(Point localization data)
'''

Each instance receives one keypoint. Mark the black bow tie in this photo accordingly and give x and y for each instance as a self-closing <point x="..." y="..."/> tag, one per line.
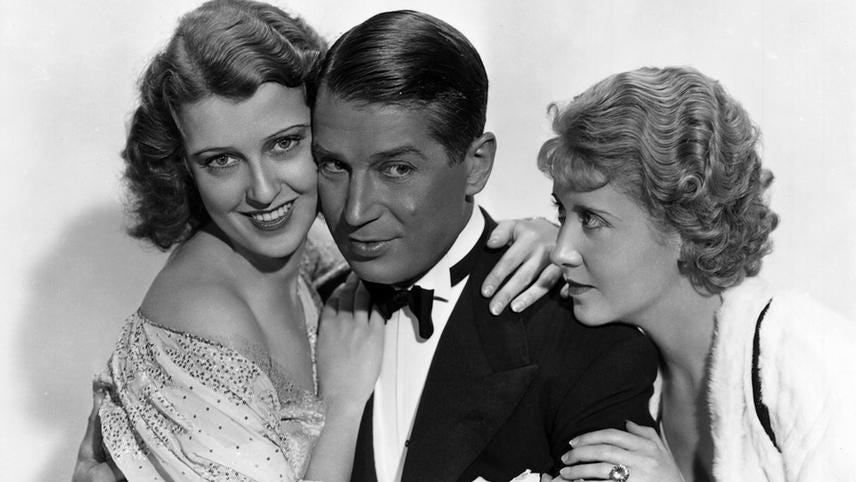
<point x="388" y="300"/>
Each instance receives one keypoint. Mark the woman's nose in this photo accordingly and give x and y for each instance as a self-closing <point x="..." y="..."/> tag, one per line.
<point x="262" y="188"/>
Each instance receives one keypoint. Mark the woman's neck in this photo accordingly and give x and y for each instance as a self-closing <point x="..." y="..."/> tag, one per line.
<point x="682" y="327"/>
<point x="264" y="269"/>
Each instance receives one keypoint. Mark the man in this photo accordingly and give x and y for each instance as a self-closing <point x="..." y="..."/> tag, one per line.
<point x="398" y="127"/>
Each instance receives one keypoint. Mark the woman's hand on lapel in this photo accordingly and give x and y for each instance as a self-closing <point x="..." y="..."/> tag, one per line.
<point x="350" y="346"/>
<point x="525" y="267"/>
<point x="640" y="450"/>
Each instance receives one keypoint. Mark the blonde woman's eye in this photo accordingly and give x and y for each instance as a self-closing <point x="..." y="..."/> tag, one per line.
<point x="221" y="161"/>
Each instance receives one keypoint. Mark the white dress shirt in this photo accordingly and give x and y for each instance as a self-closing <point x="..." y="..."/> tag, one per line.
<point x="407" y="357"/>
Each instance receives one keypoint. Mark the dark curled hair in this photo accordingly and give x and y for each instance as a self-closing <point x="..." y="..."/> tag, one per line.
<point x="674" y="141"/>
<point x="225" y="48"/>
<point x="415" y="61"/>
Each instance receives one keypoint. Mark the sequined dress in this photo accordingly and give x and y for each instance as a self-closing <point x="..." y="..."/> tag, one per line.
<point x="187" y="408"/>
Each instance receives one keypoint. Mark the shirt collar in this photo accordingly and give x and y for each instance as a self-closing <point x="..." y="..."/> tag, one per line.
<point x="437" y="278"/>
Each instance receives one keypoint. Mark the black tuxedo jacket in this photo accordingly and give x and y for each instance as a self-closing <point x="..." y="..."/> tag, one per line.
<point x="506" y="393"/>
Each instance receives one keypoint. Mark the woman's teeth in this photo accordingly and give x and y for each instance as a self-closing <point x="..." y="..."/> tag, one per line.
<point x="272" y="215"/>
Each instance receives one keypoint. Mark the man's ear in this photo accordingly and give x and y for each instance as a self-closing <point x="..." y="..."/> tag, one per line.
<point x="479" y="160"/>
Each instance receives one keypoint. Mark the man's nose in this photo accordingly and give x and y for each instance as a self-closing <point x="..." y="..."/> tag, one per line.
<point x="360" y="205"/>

'''
'''

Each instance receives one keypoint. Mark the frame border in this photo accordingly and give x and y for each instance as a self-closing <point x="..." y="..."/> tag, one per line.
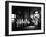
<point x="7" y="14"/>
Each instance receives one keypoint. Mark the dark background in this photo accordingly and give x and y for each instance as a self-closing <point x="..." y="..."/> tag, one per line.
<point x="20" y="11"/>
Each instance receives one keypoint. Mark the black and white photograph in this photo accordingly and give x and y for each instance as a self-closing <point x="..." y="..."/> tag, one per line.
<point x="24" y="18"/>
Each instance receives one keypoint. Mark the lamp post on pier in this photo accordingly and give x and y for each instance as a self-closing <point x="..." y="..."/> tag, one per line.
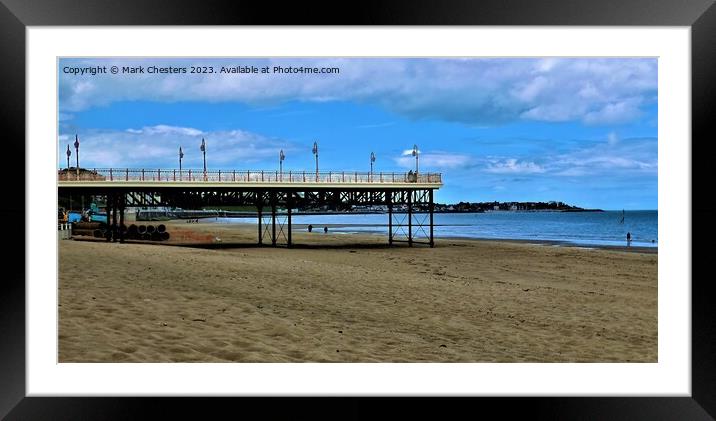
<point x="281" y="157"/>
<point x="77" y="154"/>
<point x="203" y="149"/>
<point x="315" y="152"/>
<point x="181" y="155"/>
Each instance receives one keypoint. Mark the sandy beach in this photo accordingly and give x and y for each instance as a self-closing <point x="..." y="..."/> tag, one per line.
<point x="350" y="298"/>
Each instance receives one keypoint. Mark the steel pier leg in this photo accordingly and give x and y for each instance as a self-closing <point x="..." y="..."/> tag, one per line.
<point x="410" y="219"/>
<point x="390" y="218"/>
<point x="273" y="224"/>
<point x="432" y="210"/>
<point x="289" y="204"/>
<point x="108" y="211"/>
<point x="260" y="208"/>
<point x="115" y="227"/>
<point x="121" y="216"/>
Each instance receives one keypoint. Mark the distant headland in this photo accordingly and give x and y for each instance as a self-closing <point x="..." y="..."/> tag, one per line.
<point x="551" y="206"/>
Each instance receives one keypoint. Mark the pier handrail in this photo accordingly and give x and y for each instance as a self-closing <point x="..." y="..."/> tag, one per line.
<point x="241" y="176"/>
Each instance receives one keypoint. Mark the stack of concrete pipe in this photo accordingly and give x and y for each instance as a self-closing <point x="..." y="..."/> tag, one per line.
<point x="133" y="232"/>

'''
'''

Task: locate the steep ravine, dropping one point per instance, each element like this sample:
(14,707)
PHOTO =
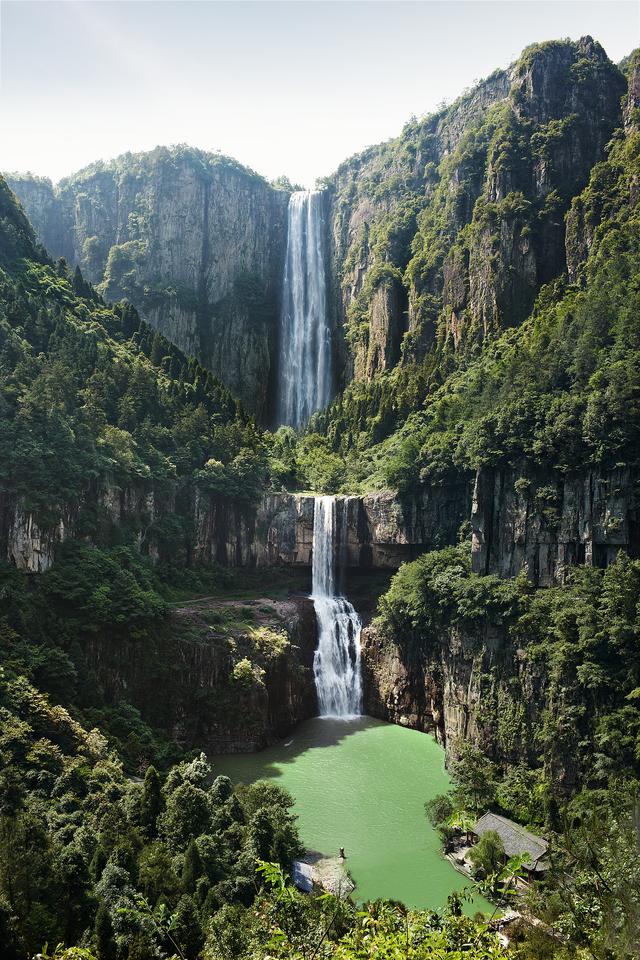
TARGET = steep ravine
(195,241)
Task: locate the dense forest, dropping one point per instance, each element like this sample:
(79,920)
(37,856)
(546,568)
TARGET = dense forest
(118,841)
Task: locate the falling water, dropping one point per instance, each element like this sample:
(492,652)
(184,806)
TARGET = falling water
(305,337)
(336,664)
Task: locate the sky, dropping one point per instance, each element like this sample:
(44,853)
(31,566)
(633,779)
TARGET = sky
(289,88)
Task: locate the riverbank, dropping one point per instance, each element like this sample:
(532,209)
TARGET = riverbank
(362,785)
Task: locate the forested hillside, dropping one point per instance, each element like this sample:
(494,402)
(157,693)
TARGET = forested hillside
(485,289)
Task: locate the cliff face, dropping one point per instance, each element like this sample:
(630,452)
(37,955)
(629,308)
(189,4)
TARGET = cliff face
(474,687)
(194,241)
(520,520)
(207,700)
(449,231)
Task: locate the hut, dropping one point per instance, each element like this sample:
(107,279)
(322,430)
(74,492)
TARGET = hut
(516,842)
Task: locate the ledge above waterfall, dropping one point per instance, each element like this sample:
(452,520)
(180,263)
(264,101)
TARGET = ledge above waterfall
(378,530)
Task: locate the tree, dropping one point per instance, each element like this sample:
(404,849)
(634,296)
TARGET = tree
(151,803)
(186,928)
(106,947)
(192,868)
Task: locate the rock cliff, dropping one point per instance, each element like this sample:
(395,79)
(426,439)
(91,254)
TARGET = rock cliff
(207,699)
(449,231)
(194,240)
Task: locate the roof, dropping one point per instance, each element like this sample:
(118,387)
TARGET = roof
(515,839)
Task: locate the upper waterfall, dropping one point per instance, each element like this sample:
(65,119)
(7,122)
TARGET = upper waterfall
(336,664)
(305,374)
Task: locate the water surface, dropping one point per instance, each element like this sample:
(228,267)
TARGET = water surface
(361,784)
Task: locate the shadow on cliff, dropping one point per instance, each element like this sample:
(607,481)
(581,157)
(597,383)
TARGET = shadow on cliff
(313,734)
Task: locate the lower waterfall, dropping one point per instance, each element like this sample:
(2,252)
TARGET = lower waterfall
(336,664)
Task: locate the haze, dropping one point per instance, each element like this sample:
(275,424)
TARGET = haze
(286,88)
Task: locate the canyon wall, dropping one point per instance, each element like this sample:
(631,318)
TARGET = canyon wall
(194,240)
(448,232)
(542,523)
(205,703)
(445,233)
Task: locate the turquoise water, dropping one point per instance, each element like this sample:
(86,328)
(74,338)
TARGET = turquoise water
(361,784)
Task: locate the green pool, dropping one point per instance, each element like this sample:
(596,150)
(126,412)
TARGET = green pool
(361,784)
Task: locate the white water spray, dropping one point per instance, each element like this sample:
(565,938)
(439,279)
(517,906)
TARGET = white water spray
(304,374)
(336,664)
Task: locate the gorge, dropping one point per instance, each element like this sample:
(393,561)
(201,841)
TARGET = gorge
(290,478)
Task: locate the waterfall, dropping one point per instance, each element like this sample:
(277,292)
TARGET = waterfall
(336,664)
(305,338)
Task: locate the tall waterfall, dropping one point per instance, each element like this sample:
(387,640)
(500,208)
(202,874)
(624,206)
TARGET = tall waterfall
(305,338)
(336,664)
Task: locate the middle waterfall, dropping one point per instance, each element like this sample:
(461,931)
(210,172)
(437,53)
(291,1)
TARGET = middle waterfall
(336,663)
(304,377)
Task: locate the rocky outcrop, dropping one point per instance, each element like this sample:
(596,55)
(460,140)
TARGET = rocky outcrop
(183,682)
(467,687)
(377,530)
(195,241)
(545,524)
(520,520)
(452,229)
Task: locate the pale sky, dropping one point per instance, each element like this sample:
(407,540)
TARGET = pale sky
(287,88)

'''

PROBLEM TO SOLVE: Would you please copy exactly the part of the entries above that begins at the line containing "Task: locate the turquoise" and ends at the line containing "Task: locate the tall", both lines included?

ANSWER SPACE:
Task: locate the turquoise water, dropping one point per instance, each element like this sample:
(86,328)
(74,338)
TARGET = turquoise water
(361,784)
Task: locate the green pool, dropping one point per instance, each element like this sample:
(596,150)
(126,412)
TARGET = green pool
(361,784)
Task: locate the white water spray, dropping one point per instance, each element like this sample:
(565,938)
(439,279)
(517,906)
TARGET = white water spray
(304,374)
(336,664)
Task: locate the gorge, dropping one point per instance, each element like this sample:
(393,561)
(201,841)
TARGET = gorge
(290,478)
Task: locate the waterfall, dropping one point per instance, each element like this sample:
(277,292)
TARGET = waterfall
(336,664)
(305,338)
Task: locate the tall waterfall, dropping one point per instance, each element like this sample:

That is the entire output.